#### Selection
+ + + + + + +
ABOUT KATE ASPINALL
Artist’s Statement
I have been
a draftswoman with sculptural leanings my entire life. With the
exception of an extraordinary high school art teacher I am mostly
self-taught. My higher education was exclusively focused on Art
History and, in 2005, I graduated with a first class Master of Arts
degree in Art History from the University of St. Andrews in Scotland.
There I focused on both Eastern European and British art between
1850 and 1940, though I simultaneously developed a deep artistic
appreciation for the principles and mathematical proportions of
the Renaissance and Classicism.
What is my philosophy?
My philosophy of art hinges around nostalgia. Aesthetically I try
to find a tension between the beauty of composition and the play
between forms. Many of my drawings act as collages. I try to recombine
elements in a way that divorces them from their original definition
in the real world and forces them to adopt new roles that are formed
purely by their shape and evocation within the composition. This
technique generates vital tension as the mind rapidly reinvents,
a tension that I believe breathes life into still images.
What am I saying?
+ + + + + + +
Excerpts from point annotation data

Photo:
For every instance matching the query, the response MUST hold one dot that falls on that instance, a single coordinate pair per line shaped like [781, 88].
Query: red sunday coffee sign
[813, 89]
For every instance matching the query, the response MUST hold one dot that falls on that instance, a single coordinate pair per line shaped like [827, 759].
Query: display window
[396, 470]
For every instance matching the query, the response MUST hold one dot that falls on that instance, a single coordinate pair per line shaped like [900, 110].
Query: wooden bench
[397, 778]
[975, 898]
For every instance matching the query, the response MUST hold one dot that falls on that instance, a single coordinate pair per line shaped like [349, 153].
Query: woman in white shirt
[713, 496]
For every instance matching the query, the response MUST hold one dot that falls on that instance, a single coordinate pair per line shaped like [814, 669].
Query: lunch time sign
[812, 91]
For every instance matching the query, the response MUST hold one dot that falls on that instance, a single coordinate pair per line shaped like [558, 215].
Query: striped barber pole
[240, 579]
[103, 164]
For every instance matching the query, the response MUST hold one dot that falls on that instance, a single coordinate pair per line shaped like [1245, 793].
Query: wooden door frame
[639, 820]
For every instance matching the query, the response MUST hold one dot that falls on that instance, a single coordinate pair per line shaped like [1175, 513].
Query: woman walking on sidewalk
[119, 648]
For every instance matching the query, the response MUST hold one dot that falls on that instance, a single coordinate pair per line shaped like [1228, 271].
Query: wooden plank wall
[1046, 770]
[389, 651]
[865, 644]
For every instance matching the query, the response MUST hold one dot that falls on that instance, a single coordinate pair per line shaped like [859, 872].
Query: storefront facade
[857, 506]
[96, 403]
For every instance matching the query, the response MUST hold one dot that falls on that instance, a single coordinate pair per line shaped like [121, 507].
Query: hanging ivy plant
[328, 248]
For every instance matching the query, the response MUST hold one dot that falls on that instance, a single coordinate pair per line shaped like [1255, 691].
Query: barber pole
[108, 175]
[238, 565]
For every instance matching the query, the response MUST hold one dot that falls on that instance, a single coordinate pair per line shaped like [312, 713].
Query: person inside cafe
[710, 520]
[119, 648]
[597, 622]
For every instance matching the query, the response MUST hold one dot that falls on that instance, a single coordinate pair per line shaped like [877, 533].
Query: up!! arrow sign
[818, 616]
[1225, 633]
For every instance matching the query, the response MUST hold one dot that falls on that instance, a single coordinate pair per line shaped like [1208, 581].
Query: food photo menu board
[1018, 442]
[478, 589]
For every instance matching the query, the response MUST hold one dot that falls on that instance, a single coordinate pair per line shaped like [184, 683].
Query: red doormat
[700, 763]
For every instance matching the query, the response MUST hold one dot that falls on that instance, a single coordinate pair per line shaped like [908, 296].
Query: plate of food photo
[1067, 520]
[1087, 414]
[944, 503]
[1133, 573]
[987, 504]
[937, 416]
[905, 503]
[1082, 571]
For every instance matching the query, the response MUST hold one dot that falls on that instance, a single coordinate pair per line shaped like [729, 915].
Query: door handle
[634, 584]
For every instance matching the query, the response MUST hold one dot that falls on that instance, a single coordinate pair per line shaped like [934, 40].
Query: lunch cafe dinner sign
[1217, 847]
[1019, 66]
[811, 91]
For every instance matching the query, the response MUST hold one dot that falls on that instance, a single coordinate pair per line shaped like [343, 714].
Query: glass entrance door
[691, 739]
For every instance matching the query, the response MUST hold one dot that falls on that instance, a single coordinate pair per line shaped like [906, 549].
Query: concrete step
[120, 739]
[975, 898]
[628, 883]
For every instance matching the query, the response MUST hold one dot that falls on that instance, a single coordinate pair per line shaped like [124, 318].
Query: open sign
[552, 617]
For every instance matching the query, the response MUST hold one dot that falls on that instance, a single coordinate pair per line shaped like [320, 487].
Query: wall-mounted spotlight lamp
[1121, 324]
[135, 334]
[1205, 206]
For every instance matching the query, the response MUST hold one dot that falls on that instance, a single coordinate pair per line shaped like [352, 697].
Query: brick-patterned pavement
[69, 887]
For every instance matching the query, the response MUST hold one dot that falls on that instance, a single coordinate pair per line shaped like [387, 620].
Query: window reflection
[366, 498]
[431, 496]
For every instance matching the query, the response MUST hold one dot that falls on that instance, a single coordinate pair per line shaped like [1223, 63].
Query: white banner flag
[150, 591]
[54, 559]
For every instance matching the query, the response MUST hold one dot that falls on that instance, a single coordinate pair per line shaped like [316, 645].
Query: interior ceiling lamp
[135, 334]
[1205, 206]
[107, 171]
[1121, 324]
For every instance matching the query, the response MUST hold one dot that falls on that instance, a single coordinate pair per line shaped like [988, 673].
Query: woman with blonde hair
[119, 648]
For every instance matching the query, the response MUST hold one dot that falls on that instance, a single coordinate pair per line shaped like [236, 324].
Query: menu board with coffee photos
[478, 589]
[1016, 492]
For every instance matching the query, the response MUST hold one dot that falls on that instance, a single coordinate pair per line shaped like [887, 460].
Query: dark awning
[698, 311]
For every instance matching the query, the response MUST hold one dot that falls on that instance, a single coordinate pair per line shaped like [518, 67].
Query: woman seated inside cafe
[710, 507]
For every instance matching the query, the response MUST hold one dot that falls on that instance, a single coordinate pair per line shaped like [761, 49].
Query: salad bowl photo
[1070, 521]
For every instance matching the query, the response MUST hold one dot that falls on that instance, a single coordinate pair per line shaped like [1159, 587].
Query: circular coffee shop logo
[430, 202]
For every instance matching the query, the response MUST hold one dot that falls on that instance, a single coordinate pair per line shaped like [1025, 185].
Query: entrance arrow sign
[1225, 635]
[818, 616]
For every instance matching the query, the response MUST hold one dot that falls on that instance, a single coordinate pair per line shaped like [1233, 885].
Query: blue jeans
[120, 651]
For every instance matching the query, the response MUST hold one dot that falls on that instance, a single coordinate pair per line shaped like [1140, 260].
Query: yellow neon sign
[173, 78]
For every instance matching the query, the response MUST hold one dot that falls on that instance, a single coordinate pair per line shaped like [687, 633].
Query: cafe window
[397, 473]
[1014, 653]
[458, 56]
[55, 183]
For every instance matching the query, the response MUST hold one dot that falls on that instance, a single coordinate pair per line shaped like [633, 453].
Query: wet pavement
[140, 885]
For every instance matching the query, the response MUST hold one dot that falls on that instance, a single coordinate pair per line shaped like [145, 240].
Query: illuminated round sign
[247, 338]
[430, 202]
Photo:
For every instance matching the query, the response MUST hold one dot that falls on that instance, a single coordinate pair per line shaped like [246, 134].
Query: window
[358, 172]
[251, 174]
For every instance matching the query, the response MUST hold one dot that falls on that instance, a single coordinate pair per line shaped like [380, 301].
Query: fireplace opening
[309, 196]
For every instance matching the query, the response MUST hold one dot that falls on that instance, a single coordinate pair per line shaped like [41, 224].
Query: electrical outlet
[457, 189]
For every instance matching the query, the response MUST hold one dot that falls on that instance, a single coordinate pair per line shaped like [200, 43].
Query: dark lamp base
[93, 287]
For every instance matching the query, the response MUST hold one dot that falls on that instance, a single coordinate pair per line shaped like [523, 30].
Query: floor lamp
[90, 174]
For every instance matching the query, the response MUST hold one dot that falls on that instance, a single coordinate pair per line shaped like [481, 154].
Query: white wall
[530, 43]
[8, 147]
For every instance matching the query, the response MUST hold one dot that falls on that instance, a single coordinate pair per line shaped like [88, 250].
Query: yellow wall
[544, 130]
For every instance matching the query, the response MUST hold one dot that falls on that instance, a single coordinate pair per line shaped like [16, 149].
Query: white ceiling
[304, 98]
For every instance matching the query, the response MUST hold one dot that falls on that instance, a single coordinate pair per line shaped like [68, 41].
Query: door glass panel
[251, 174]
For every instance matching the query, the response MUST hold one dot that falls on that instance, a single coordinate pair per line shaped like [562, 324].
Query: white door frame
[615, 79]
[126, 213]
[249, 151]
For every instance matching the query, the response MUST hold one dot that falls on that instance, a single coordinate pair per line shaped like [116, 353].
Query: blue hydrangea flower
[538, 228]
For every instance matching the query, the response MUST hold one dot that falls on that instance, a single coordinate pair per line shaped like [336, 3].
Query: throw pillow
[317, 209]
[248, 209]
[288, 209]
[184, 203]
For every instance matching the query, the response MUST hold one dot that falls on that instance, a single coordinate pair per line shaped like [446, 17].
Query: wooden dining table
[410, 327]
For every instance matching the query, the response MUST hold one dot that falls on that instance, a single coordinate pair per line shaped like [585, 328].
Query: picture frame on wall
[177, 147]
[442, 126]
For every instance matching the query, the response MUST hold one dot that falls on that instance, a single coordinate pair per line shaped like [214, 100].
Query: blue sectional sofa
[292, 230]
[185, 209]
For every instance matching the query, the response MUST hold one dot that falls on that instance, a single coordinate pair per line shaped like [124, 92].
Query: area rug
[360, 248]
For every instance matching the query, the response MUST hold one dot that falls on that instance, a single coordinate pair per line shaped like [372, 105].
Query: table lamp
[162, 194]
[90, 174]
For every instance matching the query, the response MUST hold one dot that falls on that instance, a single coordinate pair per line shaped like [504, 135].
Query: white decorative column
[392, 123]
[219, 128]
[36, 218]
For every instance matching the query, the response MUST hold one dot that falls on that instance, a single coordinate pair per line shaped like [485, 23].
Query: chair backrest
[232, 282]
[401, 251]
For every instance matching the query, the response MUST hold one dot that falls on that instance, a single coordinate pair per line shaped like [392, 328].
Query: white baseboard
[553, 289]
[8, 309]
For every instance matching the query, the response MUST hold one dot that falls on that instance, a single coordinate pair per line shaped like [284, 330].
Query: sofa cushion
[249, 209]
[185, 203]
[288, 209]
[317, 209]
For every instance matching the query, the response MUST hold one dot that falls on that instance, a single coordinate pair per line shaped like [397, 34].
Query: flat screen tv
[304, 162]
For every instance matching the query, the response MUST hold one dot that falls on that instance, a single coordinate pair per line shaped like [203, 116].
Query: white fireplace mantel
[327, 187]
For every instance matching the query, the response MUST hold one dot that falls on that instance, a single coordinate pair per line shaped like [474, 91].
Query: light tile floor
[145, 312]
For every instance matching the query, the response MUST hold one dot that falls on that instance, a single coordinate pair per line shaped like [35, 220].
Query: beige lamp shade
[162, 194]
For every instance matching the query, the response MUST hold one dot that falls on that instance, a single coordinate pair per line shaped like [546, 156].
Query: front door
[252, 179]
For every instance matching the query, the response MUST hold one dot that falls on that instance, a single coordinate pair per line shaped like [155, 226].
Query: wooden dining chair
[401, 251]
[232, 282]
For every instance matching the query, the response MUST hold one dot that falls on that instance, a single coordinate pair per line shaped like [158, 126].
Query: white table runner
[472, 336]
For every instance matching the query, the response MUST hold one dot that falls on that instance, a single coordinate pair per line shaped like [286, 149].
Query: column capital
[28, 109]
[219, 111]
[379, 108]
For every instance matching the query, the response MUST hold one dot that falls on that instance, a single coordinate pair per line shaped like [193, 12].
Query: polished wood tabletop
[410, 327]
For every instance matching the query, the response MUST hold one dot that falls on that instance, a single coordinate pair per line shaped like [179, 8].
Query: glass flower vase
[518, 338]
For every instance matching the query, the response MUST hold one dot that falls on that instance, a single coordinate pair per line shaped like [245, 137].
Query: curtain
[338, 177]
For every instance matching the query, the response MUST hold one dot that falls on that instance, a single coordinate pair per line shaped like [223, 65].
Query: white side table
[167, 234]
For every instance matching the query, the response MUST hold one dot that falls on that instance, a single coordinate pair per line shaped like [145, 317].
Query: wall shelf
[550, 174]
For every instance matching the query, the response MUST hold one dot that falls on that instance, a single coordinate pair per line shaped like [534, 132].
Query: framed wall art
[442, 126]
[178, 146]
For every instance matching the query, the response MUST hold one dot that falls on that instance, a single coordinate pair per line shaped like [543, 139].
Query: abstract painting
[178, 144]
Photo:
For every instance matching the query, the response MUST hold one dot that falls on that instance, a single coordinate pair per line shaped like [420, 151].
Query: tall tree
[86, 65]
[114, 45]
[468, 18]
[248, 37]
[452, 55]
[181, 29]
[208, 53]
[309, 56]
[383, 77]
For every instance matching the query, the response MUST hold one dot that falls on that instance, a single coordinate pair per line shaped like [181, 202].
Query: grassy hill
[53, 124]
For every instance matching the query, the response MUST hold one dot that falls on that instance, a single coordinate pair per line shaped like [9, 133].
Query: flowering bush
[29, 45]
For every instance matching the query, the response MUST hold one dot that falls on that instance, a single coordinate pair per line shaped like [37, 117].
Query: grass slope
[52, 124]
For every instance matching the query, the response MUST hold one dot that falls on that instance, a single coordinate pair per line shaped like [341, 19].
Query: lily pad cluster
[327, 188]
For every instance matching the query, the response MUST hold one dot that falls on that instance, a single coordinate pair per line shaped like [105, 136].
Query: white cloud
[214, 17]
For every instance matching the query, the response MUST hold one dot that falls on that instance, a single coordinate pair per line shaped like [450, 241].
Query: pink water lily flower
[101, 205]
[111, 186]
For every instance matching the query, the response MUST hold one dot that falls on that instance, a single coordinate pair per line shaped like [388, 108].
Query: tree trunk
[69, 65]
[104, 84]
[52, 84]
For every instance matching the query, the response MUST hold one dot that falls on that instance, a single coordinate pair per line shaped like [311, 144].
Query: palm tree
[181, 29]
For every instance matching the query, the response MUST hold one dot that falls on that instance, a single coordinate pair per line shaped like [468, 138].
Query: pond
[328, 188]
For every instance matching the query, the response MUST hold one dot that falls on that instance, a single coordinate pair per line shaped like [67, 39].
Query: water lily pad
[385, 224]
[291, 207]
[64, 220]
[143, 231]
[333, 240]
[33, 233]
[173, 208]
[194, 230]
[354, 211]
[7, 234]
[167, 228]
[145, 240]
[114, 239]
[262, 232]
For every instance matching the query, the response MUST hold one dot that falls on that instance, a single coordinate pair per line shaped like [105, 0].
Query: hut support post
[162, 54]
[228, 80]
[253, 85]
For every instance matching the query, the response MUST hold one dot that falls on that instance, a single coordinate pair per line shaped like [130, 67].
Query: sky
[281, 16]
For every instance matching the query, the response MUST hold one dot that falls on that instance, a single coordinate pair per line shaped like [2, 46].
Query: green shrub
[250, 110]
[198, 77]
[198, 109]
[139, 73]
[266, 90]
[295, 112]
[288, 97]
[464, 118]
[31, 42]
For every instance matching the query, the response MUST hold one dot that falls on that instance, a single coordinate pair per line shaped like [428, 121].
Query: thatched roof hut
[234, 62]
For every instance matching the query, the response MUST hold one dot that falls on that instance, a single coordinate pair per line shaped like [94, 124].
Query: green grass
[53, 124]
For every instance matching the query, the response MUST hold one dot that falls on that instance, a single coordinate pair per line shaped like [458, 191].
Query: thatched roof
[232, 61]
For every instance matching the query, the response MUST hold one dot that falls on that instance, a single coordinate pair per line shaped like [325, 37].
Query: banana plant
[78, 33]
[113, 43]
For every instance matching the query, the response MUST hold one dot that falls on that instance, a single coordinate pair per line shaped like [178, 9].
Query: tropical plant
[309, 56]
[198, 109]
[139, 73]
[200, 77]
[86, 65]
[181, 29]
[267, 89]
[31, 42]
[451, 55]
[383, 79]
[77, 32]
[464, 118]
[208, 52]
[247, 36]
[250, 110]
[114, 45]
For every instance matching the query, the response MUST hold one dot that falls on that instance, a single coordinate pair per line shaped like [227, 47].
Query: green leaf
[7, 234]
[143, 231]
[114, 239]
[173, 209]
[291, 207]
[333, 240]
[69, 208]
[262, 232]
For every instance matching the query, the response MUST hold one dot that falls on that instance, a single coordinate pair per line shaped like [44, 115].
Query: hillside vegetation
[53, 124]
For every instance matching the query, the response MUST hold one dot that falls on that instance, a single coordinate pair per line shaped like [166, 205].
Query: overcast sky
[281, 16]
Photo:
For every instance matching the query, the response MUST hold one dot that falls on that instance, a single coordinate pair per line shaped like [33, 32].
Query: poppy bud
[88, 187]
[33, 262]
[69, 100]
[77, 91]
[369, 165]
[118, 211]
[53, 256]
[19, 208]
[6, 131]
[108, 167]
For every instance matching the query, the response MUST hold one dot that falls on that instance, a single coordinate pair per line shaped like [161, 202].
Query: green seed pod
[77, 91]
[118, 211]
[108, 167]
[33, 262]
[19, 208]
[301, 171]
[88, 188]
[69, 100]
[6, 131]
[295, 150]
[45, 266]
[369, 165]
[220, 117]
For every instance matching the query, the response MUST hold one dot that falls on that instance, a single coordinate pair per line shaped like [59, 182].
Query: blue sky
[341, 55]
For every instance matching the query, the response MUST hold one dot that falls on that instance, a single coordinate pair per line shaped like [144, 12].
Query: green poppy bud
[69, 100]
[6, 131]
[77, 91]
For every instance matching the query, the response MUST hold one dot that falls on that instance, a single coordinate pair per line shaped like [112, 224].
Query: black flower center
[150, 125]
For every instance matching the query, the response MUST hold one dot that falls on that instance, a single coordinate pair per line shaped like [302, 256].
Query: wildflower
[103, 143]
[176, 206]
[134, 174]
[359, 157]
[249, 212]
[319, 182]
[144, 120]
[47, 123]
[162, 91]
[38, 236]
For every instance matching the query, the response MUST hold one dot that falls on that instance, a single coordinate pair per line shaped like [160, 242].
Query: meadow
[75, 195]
+ + + + + + +
#### Written tasks
#1 Can you turn the paragraph of the artist's statement beginning "My philosophy of art hinges around nostalgia" into a short list that keeps its main facts?
#2 How would you sum up the artist's statement in two sentences?

#### Answers to the tasks
#1
- Philosophy of art hinges around nostalgia.
- Aesthetic aim: tension between the beauty of composition and the play between forms.
- Many of the drawings act as collages.
- Elements are recombined so they are divorced from their real-world definition and take on new roles formed purely by their shape and evocation within the composition.
- This generates vital tension as the mind rapidly reinvents, a tension believed to breathe life into still images.

#2 Kate Aspinall describes herself as a lifelong draftswoman with sculptural leanings who is mostly self-taught apart from an extraordinary high school art teacher, and whose higher education focused solely on Art History, ending with a first class Master of Arts from the University of St. Andrews in 2005. Her philosophy of art hinges around nostalgia, and in drawings that often act as collages she recombines elements into new roles, creating a tension she believes breathes life into still images.